Reproduce every row below word for word, leaving the pictures out of your answer.

(Box annotations for photos)
----------
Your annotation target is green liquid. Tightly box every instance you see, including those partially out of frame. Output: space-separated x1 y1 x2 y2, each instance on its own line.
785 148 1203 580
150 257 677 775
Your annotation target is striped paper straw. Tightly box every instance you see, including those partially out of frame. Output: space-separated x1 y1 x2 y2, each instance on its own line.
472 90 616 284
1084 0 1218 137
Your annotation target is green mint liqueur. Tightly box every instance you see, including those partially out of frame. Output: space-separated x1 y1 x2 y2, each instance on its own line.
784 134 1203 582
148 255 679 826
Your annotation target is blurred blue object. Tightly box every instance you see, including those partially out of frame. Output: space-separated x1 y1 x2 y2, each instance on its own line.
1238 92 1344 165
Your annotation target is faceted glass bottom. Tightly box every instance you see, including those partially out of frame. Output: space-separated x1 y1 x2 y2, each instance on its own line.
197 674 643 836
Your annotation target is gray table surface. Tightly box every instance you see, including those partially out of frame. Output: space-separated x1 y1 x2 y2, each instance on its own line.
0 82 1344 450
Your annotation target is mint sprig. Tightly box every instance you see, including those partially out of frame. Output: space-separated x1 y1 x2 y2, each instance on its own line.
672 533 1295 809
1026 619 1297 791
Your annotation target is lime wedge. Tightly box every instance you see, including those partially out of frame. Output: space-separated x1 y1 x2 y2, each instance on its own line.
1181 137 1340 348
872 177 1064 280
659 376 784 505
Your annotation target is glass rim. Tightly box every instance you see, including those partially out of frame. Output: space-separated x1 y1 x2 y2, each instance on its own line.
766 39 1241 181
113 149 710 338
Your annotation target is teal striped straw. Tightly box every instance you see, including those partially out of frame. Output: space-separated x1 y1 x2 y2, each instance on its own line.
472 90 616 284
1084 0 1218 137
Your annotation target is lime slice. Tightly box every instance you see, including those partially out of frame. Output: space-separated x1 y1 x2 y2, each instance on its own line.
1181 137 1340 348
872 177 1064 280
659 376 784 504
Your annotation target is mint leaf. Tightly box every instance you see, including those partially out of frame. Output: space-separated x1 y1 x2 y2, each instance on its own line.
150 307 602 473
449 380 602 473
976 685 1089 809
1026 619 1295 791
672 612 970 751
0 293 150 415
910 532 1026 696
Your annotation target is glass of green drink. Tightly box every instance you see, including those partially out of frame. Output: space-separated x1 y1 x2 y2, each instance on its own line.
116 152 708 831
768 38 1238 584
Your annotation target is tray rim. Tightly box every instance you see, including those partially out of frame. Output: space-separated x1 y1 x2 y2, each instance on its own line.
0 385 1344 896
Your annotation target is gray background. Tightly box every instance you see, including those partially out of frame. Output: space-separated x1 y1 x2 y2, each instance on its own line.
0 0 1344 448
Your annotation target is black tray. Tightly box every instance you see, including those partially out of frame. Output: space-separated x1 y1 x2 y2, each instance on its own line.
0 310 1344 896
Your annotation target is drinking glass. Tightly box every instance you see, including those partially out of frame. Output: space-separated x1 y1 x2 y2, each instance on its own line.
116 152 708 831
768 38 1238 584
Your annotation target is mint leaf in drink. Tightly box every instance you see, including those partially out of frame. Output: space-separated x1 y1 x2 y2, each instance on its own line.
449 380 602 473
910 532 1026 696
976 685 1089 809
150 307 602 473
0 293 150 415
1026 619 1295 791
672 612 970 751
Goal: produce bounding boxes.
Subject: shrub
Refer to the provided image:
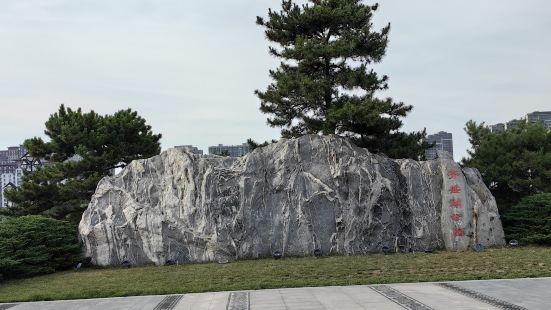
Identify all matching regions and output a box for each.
[503,193,551,245]
[0,215,84,278]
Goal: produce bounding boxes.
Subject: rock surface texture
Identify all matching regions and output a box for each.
[79,135,505,266]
----------
■ CORRECT RESPONSE
Your annotation target is green liquid. Tightly box every instance you see, including those partially out of frame. Output: space-separated x1 y1 x2 y2, each instance on its own line.
785 148 1203 580
150 257 677 775
Your annotation target is striped paper straw. Tightly box every instance you see, including those partially out of frame. Output: space-separated x1 y1 x2 y2, each instance on its own line.
472 90 616 284
1084 0 1218 137
Your annotation target is green mint liqueur. Tightly box every instance you see, including those partially out of frame. Output: space-separated x1 y1 x2 y2, each instance on its own line.
784 134 1203 582
148 255 679 826
Your annotation target is blurred blue object. Tightly box every instance you see, including those partially out of frame. Output: space-separated x1 y1 x2 y2, each instance on its own line.
1238 92 1344 165
Your annotation target is faceted glass bottom. Tightly box every instance you see, including those partially out of frame. Output: space-separated x1 y1 x2 y2, each instance on its own line.
197 674 643 836
Your annotation target is gray table surface. Tightly box every instance you see, including those partially out of frame. Output: space-separated x1 y1 x2 y2, each instance on its own line.
0 82 1344 450
Your annotation target is mint sprig. Tightly box every instance you see, including those partially out of frame. Output: space-separated x1 y1 x2 y2, each instance on its own line.
672 533 1295 809
1026 619 1297 791
Your annotation target is lime wedge. Tightly box every instance you see, including those partially out of frame. Output: space-separated x1 y1 x2 y2, each instance on its own line.
1181 137 1340 348
872 177 1064 280
659 376 784 505
Your annotation target is glass rim. Tightly box every instance you see, including those partially out of frame. Output: space-separated x1 y1 x2 y2, each instance on its own line.
766 39 1241 181
113 149 710 338
Your annotation target is teal striped straw. Tightly box every instance you see, including those partially out of frame. Output: space-separated x1 y1 x2 y2, each instance on its own line.
472 90 616 284
1084 0 1218 137
Your annotation target is lime slice. Tightly box every instance you see, including those partially out of frame. Output: space-separated x1 y1 x2 y2, each instance on its own line.
1181 137 1340 348
872 177 1064 280
659 376 784 504
Your annotation target is mint leaf. Tightly box every instance you see, including those partially out of frame. Output: space-separated x1 y1 x2 y2, each instance on its own line.
150 307 602 473
449 380 602 473
976 685 1089 809
1026 619 1295 791
672 612 970 751
0 293 150 415
910 532 1026 696
Your annotation target is glass of green drink. Tightly box every instance you see, including those partially out of frame. Output: space-separated x1 y1 x2 y2, each instance on its own line.
116 152 708 831
768 38 1238 584
Your annotation target is tray rim. Tightly box every instance you see, including those partially out of frame. Output: space-separated x1 y1 x2 y2, each instance on its own line.
0 385 1344 896
Your annotation target is gray background. Tightly box every instance you see, including those partially out of frame. Output: space-separated x1 y1 x2 y2, each instance on its own line.
0 0 1344 448
Your annotation target is black tray. Tightly box every instance you see, including those partially out of frame. Output: space-separated x1 y1 x2 y2, each instance on its own line.
0 310 1344 896
Your annotation target is drinking glass. Tightly box every instance you see, including those partially out of frame. Output: space-separated x1 y1 x2 y2, each instance on its own line.
116 152 708 831
768 38 1238 584
Your annotation target is mint leaf in drink. Tightly box every instance you see, including those partially out of frame. Output: space-separated x1 y1 x2 y2, each instance on its own line.
449 380 602 473
910 532 1026 696
976 685 1089 809
150 307 602 473
0 293 150 415
1026 619 1295 791
672 612 970 751
Goal: produce bounding boxes.
Subject: shrub
Refer to the provided image:
Identify all matching regions and output a box for each.
[503,193,551,245]
[0,215,84,278]
Goal: produce bounding boxes.
Subject: rock surface texture
Identify all matching regions and output a box for each.
[79,135,505,266]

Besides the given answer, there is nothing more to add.